WHAT YOU NEED TO DO
Reproduce the Lady Jane Fellowes article verbatim from "- Family: Spencer" to "to Katharine Worsley.".

- Born: Cynthia Jane Spencer 11 February 1957 (age 69) King's Lynn, Norfolk, England
- Education: West Heath Girls' School
- Spouse: Robert Fellowes, Baron Fellowes ​ ​(m. 1978; died 2024)​
- Children: 3
- Parent(s): John Spencer, 8th Earl Spencer Frances Shand Kydd
- Relatives: Lady Sarah McCorquodale (sister) Diana, Princess of Wales (sister) Charles Spencer, 9th Earl Spencer (brother)
- Family: Spencer

= Lady Jane Fellowes =

British noble; sister of Diana, Princess of Wales (born 1957)

Cynthia Jane Fellowes, Baroness Fellowes (born 11 February 1957), is one of the two older sisters of Diana, Princess of Wales, the other being Lady Sarah McCorquodale.

==Early life and education==
Lady Fellowes is the second daughter of Edward John Spencer, 8th Earl Spencer (1924–1992), and the Hon. Frances Ruth Burke Roche (1936–2004). Her parents married in 1954 but divorced in 1969. She has always used her middle name of Jane (just as her elder sister also uses one of her middle names). One of Jane's godparents is Prince Edward, Duke of Kent. She was a bridesmaid at his 1961 wedding to Katharine Worsley.

Like her sisters, Lady Fellowes was educated at West Heath boarding school near Sevenoaks in Kent. Sources say she was an excellent student, achieving the status of school prefect and passing a number of A-level exams. To paraphrase Andrew Morton, Lady Fellowes acquired a "hatful" of O-level and A-level exams.

PROVIDED RECORDS

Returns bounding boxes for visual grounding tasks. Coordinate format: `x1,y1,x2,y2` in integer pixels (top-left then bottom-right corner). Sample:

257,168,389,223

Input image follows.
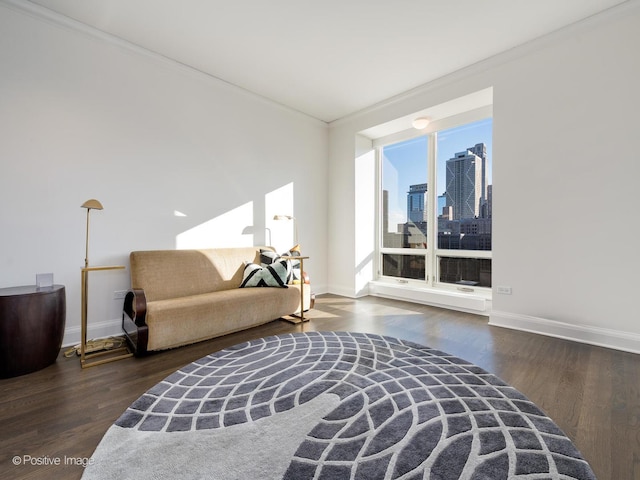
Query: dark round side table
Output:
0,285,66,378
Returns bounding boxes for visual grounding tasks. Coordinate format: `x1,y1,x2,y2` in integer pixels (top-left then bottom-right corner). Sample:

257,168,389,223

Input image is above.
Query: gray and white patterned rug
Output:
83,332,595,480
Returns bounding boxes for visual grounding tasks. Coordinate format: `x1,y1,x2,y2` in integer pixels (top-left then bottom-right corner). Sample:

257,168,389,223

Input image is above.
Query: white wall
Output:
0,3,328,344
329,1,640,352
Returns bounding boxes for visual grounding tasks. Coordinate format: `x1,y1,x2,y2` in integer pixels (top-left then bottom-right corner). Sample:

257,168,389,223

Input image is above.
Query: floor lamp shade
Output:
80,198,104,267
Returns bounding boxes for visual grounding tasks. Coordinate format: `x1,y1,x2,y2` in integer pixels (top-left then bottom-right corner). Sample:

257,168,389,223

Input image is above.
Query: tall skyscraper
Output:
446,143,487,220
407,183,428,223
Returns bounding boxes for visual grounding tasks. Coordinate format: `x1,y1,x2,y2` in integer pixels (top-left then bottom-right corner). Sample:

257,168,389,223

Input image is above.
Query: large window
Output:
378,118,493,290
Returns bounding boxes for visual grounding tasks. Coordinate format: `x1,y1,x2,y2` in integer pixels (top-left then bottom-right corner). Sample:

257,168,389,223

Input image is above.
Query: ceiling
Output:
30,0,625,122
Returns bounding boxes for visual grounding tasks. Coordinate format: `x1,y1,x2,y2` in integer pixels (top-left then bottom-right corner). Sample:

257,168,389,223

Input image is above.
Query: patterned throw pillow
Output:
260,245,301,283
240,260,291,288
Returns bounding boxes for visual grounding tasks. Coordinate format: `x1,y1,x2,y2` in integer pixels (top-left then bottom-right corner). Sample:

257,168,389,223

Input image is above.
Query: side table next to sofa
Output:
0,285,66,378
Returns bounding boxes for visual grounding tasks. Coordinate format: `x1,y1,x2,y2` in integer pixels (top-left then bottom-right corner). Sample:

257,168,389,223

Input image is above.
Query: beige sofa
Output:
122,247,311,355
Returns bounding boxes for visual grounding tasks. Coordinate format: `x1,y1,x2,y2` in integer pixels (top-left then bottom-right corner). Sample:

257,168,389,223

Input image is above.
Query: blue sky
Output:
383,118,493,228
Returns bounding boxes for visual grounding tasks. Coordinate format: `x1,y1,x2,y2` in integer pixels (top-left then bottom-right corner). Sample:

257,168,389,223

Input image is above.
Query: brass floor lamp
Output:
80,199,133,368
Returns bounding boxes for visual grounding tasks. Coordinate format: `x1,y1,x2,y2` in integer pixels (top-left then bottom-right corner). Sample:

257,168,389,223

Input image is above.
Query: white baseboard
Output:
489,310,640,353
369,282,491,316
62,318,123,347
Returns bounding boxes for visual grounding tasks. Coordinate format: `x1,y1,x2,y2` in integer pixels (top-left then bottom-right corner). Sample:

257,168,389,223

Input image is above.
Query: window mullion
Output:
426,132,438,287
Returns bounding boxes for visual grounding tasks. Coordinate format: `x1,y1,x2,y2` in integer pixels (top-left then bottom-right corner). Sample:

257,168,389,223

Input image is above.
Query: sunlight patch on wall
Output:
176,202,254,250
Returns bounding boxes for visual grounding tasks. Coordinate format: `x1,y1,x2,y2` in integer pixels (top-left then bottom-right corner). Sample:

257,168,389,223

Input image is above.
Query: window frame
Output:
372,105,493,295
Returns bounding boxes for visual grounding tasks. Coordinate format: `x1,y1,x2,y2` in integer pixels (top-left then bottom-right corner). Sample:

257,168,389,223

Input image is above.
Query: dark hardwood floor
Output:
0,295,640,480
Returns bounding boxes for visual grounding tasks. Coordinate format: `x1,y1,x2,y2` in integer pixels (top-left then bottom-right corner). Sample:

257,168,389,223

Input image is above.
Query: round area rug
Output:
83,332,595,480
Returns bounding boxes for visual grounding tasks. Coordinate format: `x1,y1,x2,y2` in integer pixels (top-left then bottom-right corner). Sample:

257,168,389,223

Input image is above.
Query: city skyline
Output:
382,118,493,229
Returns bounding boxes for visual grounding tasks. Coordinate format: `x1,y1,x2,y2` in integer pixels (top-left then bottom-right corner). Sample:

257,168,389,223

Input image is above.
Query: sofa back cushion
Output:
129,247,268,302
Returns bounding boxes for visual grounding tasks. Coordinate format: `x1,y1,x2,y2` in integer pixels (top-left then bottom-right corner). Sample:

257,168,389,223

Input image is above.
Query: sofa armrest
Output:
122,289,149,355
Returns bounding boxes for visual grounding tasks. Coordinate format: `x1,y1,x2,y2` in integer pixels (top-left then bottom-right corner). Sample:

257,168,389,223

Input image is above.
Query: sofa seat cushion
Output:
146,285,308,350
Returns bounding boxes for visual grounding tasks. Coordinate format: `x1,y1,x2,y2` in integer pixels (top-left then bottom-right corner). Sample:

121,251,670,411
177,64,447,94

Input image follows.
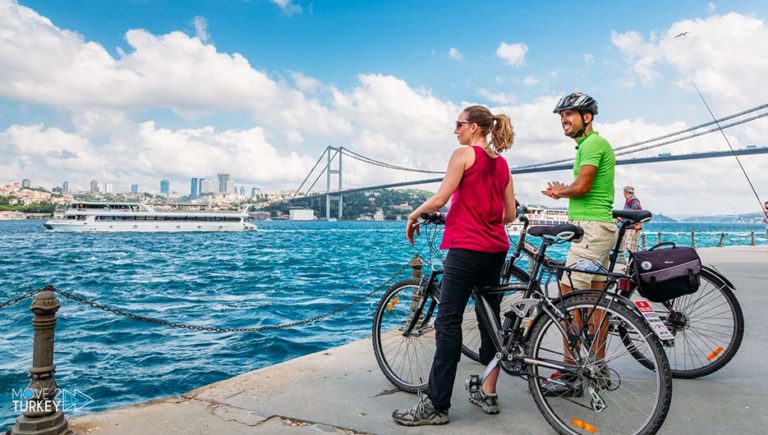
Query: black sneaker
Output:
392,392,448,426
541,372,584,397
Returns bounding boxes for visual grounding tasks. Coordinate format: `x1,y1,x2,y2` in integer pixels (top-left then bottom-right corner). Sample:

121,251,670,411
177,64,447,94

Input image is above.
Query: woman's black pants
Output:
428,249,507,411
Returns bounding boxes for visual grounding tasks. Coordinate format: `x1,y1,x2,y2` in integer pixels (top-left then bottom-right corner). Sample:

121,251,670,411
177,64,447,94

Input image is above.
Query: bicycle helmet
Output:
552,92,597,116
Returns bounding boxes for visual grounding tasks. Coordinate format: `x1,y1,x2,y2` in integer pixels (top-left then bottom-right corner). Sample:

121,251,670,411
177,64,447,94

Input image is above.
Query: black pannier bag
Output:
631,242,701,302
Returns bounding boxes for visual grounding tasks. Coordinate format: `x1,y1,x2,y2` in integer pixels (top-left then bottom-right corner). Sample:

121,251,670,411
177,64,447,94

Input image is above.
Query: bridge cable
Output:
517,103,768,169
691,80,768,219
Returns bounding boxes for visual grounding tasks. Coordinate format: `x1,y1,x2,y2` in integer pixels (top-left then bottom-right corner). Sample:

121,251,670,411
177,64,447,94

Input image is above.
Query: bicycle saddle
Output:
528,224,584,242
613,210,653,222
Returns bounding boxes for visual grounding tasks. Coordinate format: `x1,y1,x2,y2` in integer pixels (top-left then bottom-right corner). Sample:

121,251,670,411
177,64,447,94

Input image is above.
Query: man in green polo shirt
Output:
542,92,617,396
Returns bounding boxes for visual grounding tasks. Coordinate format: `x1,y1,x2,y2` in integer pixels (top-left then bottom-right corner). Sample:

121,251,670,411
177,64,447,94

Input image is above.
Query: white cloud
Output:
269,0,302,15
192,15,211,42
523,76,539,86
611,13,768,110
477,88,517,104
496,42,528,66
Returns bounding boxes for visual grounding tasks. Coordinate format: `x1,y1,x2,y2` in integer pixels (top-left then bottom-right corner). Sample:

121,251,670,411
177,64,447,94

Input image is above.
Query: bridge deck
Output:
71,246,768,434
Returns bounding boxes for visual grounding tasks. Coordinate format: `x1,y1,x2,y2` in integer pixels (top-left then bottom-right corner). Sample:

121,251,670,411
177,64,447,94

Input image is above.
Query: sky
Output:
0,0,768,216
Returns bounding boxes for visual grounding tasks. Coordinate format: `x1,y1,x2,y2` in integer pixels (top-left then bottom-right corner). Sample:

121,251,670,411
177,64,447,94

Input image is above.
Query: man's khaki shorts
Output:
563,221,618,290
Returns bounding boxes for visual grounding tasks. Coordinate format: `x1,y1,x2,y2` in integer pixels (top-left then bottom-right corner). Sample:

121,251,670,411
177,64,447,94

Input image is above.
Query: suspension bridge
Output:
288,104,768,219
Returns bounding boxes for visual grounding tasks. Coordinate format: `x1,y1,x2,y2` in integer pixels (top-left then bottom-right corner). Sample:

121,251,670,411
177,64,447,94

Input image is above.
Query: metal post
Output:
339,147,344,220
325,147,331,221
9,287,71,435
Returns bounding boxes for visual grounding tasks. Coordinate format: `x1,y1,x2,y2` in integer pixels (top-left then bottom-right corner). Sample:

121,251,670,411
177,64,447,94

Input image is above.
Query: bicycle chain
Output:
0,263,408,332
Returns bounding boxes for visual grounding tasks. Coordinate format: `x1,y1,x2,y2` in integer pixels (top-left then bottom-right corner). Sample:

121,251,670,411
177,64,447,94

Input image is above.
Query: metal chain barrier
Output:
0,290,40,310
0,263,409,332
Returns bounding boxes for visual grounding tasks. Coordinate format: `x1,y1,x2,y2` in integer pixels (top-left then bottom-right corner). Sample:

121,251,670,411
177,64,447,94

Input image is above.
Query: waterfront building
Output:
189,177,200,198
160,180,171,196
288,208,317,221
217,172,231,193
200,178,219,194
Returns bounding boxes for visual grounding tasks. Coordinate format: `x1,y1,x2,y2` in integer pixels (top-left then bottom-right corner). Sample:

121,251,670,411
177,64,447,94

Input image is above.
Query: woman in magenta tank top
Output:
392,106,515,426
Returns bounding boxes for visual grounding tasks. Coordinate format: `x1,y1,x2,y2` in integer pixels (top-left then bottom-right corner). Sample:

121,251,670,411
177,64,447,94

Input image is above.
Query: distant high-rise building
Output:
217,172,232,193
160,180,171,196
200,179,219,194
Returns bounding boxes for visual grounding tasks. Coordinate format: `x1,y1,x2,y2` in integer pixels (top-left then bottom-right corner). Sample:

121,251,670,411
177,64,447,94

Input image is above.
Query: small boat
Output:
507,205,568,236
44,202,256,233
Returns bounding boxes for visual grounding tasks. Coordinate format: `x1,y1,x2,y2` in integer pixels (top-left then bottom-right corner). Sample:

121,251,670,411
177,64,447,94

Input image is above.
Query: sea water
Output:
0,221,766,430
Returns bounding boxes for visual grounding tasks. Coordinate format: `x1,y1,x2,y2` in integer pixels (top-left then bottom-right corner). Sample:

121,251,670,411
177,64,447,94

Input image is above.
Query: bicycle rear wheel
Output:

TASK RESULT
- Family: Spencer

= Lady Jane Fellowes =

British noble; sister of Diana, Princess of Wales (born 1957)

Cynthia Jane Fellowes, Baroness Fellowes (born 11 February 1957), is one of the two older sisters of Diana, Princess of Wales, the other being Lady Sarah McCorquodale.

==Early life and education==
Lady Fellowes is the second daughter of Edward John Spencer, 8th Earl Spencer (1924–1992), and the Hon. Frances Ruth Burke Roche (1936–2004). Her parents married in 1954 but divorced in 1969. She has always used her middle name of Jane (just as her elder sister also uses one of her middle names). One of Jane's godparents is Prince Edward, Duke of Kent. She was a bridesmaid at his 1961 wedding to Katharine Worsley.